• _WORK INSTRUCTION A_
List every plant that the beekeeping inspection notes name as forage.
• _WORK INSTRUCTION B_
Continue the beekeeping inspection notes from the point where they end.

• _EXCERPT_
-----
Weekly Inspection – 27th April

Weather: Warm with temperatures between 16ºC – 18ºC with forecast for mini heatwave in the week to come.

Forage: Still lots of blossoms out. – dandelion, Chesnut, hawthorn and cow parsley starting.

I managed to capture a swarm in the bait hive that I put out. Reasonable size with an unmarked queen – not my bees. I’d seen scout bees the day before and decided to check my own bees to make sure I hadn’t missed ay queen cells, The swarm arrived with a roar around 1:00pm and were all in the hive within 45 minutes. I waited until the evening and moved them to my home apiary and stuffed some grass in the entrance to get them to re-orientate once the foragers emerge and ensure the swarm dozen’s abscond.

My efforts at grafting with the Cloake board continue with mixed results. The grafting wasn’t successful but the queen raising colony had started its own emergency cells so will be OK. But to my surprise I found that the parent colony had 4 charged queen cells, so took the queen into a nuc with 2 frames of brood and stores.

Weekly Inspection 21st April

Weather: Been fine and higher than normal temperatures 16ºC – 18ºC but still chilly in the evenings. Some showers forecast but temperatures staying above average for April.

Forage: Still lots of blossoms out – notably hawthorn, Chesnut and dandelion.

Been a strange week for my bees. Decided to start queen rearing with Cyan as I wanted to increase the number of colonies. Started grafting on the 19th April but only got 2 cells started. Probably down to me not being careful enough but also chose a frame that was new wax and the Chinese grafting tool was going right through the wax. Did a second set of grafts the following day – not sure of the success rate yet. I am using a Cloake board and raising in the same colony as they were started in.

Found 4 charged queen cells in Blue, so did a nuc split – original queen in the nuc in the same apiary. So shook extra bees in to offset foragers returning to the parent hive.
-----
• _DATASET_
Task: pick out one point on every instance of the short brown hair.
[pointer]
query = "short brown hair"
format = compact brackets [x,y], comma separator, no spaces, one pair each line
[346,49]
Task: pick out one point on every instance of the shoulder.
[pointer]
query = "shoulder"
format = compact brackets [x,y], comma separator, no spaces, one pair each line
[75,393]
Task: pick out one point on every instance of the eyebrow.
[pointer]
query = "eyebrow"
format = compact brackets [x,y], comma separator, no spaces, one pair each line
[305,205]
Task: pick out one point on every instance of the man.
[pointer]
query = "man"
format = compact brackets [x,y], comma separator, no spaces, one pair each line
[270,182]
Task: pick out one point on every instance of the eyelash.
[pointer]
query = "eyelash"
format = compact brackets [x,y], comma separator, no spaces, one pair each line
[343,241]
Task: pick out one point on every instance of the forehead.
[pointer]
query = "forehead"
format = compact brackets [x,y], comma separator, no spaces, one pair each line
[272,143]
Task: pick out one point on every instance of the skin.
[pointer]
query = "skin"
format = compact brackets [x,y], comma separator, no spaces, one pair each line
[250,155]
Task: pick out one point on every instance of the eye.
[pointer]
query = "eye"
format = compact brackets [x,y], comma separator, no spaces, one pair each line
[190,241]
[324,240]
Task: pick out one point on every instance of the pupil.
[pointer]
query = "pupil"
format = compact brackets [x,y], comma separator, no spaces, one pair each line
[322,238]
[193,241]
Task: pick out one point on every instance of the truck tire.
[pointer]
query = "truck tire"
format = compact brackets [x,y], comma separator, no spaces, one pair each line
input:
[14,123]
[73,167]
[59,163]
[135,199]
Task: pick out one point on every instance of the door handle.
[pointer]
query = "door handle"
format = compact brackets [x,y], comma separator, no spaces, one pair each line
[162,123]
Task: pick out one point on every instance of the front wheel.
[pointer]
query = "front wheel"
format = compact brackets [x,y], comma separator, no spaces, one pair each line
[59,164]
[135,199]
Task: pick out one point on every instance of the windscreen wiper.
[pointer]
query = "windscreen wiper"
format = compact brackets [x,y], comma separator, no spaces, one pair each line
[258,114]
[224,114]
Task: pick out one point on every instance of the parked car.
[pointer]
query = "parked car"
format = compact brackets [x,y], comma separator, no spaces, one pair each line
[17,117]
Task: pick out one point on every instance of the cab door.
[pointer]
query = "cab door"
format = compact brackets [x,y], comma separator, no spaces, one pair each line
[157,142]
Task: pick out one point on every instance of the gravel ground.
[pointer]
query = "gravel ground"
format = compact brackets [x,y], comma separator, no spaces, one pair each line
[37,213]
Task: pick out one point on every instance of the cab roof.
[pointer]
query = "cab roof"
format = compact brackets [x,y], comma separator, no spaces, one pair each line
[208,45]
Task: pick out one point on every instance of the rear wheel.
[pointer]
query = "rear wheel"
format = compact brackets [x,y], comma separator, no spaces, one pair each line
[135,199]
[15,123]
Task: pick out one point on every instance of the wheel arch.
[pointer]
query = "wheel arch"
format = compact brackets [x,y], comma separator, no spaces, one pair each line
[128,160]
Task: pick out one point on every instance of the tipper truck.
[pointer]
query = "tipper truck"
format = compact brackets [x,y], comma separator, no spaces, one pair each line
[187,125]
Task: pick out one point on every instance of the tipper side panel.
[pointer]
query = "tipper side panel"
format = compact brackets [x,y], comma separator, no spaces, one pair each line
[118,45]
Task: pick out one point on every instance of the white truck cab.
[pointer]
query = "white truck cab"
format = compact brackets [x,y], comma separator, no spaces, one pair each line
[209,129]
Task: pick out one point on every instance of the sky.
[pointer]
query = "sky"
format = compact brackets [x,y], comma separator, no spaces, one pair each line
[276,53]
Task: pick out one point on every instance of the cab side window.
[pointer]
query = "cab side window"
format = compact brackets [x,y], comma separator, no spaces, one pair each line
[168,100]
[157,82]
-----
• _ANSWER A_
Dandelion, Chesnut, hawthorn, cow parsley

• _ANSWER B_
Finally found that Indigo was queenless and 2 sealed but scrubby looking cells, so took down. Plan is to requeen with a Queen raised in Cyan,

Honeybee on heuchara

Weekly Inspection 12th April

 

Honeybee on heuchara

Weather: exceptionally warm for April with temperatures 18ºC – 20ºC.

Forage: Pear, dandelion and quince and laurel finishing.

First swarm of the season reported!

Need to start making up more supers and also add in drone trap culling frames.

Honeybee on dandelion

Weekly Inspection 6th April

 

Honeybee on dandelion

Weather: very warm for this time of year – temperatures 16ºC – 20ºC. Still chilly overnight but perfect foraging weather.

Forage: Abundant blossoms out – Laurel, Quince and Blackthorn and dandelion and pear just starting.

Checked on Cyan and the progress of the Demaree – found lots of seared QCs – all small. Need to keep an eye on it to make sure it’s not going to swarm.

 

Weekly Inspection 28th March

Weather: much improved and temperatures have risen to 14ºC – 17ºC. Chilly in the evenings but no frost so far.

Forage: Blackthorn, Cherry and Laurel now out.

With improved weather the colonies have started to expand and work the supers. Notably Cyan has doubled the amount of brood in just 1o days! Decided that I needed to perform a Demaree as it was running out of space and too early to split as there were no drones around.

River Mole Apiary

Weekly Inspection 18th March – First Look

River Mole Apiary

Weather:started to warm up with temperatures 12ºC – 15ºC. Still relatively chilly but lots of activity of front of the hives, so after looking under the roofs could see that they had all taken down the Ambrosia fondant. Chose a nice sunny, warm day and had a quick check.